**READING TEXT:**
According to the World Health Organization ‘Malaria elimination is the interruption of local mosquito-borne malaria transmission, i.e. the reduction to zero of the incidence of malaria infection in a defined geographical area.’ [39]. Malaysia has an excellent record in malaria control; however, Malaysia and other countries in Southeast Asia, pursuing malaria elimination, need to carefully consider P. knowlesi. There is some evidence that P. knowlesi enters human populations where national human-host-adapted, malaria control initiatives are successful, a good example of this is Malaysia [13,40]. This poses two questions: (i) Will removal of the human-host-adapted species open a new host niche for P. knowlesi? or (ii) By removing human host challenge, particularly with P. vivax, are humans more susceptible to P. knowlesi through loss of cross protection?

**WORK REQUIRED:**
Answer these questions from the malaria text:
1. Whose definition of malaria elimination does the text quote?
2. Which country does the text give as a good example of P. knowlesi entering human populations where malaria control initiatives are successful?
3. Which species does the text name in asking whether humans lose cross protection against P. knowlesi?

**INFORMATION GIVEN:**
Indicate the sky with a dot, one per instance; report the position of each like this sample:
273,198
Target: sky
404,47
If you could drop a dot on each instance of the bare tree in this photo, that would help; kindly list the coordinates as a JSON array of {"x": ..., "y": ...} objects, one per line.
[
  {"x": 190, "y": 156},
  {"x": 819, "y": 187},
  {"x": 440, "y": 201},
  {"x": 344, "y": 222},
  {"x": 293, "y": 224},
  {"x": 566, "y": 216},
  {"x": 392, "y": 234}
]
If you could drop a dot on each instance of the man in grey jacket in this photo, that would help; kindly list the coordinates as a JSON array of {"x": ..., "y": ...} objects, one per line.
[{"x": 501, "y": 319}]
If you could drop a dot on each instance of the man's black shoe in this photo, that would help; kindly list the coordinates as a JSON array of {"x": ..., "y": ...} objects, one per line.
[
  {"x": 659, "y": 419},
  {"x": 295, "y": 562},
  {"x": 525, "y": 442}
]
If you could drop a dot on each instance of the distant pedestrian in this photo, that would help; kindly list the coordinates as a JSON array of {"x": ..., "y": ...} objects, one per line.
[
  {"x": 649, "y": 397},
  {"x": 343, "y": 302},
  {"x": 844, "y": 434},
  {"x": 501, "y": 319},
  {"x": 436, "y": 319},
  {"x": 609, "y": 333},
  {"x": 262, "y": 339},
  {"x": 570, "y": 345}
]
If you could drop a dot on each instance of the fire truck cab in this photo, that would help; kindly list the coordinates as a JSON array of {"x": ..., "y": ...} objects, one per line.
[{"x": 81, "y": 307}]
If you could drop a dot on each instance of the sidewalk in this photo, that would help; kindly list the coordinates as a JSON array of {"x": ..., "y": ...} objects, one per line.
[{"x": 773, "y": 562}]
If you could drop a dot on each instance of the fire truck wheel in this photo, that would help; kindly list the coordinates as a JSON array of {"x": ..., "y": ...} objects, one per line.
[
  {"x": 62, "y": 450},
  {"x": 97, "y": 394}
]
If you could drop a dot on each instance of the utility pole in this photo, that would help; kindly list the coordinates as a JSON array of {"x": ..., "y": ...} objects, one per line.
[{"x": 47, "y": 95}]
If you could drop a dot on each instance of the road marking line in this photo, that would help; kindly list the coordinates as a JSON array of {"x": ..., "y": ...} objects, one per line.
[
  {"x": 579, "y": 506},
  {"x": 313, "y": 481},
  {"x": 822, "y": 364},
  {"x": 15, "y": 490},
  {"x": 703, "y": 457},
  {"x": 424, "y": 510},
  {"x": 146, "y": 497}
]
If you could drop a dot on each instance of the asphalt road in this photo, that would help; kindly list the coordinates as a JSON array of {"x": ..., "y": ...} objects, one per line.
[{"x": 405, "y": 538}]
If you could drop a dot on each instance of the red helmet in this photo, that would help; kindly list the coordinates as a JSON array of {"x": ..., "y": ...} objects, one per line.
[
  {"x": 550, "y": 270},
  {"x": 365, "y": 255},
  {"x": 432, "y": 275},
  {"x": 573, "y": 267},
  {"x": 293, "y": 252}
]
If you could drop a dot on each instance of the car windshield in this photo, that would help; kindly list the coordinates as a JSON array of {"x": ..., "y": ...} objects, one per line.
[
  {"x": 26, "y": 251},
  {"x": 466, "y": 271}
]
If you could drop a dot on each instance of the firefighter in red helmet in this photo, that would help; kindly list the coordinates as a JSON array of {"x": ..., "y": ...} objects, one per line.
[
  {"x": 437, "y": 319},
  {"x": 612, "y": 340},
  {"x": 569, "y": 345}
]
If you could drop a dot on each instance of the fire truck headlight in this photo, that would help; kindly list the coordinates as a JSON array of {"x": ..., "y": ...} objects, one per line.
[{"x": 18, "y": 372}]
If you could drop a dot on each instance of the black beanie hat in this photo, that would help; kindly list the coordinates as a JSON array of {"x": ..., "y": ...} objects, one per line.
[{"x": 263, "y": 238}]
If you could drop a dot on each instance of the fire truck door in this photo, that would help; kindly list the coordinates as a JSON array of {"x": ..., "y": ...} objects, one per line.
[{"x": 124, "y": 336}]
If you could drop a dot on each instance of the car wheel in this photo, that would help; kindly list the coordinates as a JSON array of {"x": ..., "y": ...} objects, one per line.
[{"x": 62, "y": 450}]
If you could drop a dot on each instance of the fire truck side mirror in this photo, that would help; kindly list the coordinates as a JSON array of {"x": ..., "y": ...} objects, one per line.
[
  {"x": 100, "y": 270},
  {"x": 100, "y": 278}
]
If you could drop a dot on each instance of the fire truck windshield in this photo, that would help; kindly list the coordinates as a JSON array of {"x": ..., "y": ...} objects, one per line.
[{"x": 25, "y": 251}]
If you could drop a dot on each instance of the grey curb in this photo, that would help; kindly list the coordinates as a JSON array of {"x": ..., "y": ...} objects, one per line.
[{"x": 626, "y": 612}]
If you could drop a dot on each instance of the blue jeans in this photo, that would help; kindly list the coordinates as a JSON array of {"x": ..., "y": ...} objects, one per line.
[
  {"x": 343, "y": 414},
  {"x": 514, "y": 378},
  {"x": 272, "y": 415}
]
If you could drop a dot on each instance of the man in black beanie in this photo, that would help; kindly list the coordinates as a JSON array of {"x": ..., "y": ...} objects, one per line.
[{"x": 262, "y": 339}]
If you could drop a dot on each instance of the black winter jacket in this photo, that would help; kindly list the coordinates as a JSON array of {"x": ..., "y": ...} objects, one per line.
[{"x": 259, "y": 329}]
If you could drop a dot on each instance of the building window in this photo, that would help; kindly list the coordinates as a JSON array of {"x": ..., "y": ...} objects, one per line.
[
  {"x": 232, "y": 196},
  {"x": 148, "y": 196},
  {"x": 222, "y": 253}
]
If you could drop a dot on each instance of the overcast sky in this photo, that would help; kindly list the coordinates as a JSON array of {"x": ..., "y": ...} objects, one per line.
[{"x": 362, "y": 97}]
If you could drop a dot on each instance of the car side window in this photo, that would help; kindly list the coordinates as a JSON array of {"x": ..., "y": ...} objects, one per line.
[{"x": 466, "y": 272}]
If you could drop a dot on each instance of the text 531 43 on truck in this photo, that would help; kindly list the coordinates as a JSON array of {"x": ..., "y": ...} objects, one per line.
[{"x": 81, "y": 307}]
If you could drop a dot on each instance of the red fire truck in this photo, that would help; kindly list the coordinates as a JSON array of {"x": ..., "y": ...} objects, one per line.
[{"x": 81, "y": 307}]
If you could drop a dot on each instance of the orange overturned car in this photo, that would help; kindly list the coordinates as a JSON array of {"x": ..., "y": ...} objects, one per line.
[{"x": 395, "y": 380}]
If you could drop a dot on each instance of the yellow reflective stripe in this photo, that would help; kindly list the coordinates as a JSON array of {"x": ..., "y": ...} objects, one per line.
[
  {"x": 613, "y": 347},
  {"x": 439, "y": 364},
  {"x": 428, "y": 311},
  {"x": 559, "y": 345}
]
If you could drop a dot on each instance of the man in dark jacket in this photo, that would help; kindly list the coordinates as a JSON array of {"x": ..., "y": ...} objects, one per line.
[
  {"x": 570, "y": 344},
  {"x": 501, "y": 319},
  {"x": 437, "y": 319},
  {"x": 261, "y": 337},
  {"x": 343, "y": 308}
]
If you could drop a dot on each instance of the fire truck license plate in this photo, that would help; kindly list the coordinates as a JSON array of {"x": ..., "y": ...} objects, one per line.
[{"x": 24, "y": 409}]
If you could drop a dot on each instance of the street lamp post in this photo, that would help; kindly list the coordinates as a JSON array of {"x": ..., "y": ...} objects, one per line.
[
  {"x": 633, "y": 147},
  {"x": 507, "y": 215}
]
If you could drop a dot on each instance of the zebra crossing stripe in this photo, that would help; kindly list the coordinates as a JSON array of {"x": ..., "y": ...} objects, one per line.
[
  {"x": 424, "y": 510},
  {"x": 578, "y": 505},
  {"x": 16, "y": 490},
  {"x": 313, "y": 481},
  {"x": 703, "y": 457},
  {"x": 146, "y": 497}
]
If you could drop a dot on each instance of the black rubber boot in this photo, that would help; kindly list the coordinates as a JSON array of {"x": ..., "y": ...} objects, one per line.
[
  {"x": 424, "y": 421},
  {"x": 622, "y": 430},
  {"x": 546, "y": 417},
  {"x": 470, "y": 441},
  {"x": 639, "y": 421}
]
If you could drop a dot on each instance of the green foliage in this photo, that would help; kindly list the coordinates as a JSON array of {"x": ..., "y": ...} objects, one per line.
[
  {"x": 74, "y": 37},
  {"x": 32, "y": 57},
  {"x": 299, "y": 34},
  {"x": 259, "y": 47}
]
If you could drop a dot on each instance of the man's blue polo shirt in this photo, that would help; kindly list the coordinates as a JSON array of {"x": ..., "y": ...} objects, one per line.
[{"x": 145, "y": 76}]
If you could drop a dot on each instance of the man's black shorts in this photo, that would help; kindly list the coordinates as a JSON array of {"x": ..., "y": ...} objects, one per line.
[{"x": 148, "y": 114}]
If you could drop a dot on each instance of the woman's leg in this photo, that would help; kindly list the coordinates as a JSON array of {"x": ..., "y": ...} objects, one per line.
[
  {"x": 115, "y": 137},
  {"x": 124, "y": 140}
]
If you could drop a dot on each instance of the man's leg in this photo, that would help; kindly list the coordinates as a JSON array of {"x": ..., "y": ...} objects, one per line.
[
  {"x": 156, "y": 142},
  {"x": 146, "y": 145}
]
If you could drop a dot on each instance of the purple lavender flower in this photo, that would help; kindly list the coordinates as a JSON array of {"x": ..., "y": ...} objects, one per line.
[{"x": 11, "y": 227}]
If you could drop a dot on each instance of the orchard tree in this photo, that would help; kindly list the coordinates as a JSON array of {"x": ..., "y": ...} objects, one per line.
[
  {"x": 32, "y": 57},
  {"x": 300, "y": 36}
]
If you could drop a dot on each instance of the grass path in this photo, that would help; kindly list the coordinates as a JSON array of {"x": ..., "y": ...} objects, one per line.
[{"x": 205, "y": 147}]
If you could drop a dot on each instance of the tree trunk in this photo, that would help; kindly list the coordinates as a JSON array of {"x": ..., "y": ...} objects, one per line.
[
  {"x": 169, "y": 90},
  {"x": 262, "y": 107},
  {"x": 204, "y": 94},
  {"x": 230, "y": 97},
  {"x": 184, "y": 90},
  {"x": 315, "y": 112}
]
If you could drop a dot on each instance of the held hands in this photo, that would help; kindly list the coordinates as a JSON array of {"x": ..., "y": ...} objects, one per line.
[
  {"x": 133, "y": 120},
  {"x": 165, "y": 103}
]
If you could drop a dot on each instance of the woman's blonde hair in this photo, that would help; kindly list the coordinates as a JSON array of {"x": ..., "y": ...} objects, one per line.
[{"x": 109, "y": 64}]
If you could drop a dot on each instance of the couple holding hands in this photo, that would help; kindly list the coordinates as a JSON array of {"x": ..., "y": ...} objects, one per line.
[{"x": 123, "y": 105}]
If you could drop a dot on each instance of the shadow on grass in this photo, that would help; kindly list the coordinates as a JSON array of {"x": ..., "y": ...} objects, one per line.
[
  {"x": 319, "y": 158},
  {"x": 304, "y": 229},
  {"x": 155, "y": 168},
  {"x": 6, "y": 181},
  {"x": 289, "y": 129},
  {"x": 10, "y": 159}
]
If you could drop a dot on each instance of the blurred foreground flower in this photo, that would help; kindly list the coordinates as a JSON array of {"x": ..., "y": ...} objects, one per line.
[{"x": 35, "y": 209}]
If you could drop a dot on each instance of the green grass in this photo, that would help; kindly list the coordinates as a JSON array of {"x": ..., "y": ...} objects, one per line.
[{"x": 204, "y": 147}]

**SOLUTION FOR THIS PROBLEM:**
1. The World Health Organization.
2. Malaysia.
3. P. vivax.